Try it | Output the entries verbatim, including every line.

Data excerpts |
⁂

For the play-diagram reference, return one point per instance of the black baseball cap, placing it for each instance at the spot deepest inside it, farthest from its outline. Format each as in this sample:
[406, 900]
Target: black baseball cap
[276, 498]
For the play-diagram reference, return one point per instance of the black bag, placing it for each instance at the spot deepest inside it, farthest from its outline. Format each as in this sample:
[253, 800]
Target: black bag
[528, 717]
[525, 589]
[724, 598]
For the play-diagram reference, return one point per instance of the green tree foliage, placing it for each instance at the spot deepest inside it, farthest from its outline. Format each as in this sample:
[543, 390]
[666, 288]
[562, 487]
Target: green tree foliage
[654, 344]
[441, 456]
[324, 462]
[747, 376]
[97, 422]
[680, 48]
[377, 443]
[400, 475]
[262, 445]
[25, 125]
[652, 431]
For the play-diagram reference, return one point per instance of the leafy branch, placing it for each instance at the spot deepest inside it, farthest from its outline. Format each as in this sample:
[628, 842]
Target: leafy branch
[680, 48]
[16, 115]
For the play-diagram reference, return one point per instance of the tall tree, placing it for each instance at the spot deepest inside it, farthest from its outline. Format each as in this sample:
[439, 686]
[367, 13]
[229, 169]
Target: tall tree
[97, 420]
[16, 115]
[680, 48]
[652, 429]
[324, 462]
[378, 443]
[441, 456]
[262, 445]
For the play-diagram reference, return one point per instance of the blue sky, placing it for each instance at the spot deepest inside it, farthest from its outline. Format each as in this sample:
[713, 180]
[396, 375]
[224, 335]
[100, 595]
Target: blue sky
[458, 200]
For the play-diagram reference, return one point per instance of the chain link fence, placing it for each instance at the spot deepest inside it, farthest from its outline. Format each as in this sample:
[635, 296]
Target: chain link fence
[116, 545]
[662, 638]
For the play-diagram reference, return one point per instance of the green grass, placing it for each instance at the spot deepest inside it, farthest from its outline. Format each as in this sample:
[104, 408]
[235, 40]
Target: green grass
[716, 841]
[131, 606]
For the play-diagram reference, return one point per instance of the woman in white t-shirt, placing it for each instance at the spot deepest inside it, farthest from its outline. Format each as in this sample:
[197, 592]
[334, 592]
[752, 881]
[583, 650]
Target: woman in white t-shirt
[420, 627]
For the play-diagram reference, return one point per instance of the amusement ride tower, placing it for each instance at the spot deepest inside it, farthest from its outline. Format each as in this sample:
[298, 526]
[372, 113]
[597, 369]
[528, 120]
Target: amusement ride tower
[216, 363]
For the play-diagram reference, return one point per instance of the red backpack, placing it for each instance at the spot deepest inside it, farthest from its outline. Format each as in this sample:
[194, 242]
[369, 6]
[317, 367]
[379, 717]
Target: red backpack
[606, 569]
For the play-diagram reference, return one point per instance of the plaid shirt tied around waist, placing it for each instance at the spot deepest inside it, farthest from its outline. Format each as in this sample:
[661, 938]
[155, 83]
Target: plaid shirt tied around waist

⁂

Exercise output |
For the play-diagram reference, return one point per instance of the black baseball cap, placing it for each instance at the spot deepest inside it, farthest from its outline. Format each as in this sample:
[406, 900]
Target: black baseball cap
[276, 498]
For the play-diagram reference, return one point per instance of the black bag, placing it for each instance at the spot deepest inside it, farthest from its outline. Format each as in this sample:
[253, 800]
Target: black bag
[528, 717]
[525, 589]
[724, 598]
For the play-diagram reference, return one point per instance of the green tree foliage, placing it for each instance at the spot deepest inside it, farthest from its outline. Format each as in this sample:
[543, 390]
[666, 288]
[562, 487]
Target: green tree foliage
[654, 344]
[441, 456]
[324, 462]
[747, 376]
[97, 422]
[680, 48]
[377, 443]
[400, 475]
[262, 445]
[25, 125]
[652, 431]
For the play-diagram reference, return one point per instance of the leafy branch, placing it for each instance at the spot deepest inside it, farthest from its outline. Format each as in this sample:
[628, 842]
Target: leafy branch
[680, 48]
[16, 115]
For the play-diagram reference, return one point per instance of the tall tree, placing it for each instance at the spot deepest inside it, farthest from its outline. Format each as in this sample:
[439, 686]
[367, 13]
[229, 169]
Target: tall tree
[97, 420]
[16, 115]
[680, 48]
[652, 429]
[324, 462]
[378, 443]
[441, 456]
[262, 445]
For the play-diagram reference, return one point per instance of the blue sky, placing it for each instance at the spot deepest inside it, farthest from its outline. Format each as in this sample:
[713, 180]
[396, 375]
[224, 335]
[100, 595]
Target: blue sky
[458, 200]
For the play-diagram reference, return one point per instance of the chain link fence, placing it for each instance at the spot deepest inside it, farthest from its outline. Format each as in this sample:
[635, 296]
Target: chain link fence
[116, 545]
[662, 638]
For the play-diagram reference, return one point per instance of the green grass, placing it for each instance at the spot deepest inside it, farthest from its outline. Format each as in this sample:
[104, 408]
[235, 40]
Target: green grass
[716, 841]
[131, 606]
For the play-diagram reference, return one point per instance of the woman in white t-shirt, placing it for each instance at the spot deepest inside it, farthest from its outline. Format each as in this sample:
[197, 592]
[334, 592]
[752, 881]
[583, 650]
Target: woman in white t-shirt
[420, 627]
For the play-diagram reference, return one point per instance of the amusement ride tower, placing it for each instance at the spot deepest inside it, farthest from its outline. Format each as in this sample:
[298, 526]
[372, 113]
[597, 369]
[528, 120]
Target: amusement ride tower
[216, 363]
For the play-diagram reference, return one point per instance of the red backpack, placing it for each instance at the spot deepest inside it, farthest from its outline. Format each as in this sample:
[194, 242]
[369, 6]
[317, 367]
[379, 717]
Target: red backpack
[606, 569]
For the play-diagram reference, return one point per instance of the plaid shirt tied around waist, placing it for each instance at the spot deepest inside it, farthest from its outline. Format each as in this sample:
[661, 938]
[155, 83]
Target: plaid shirt tied around waist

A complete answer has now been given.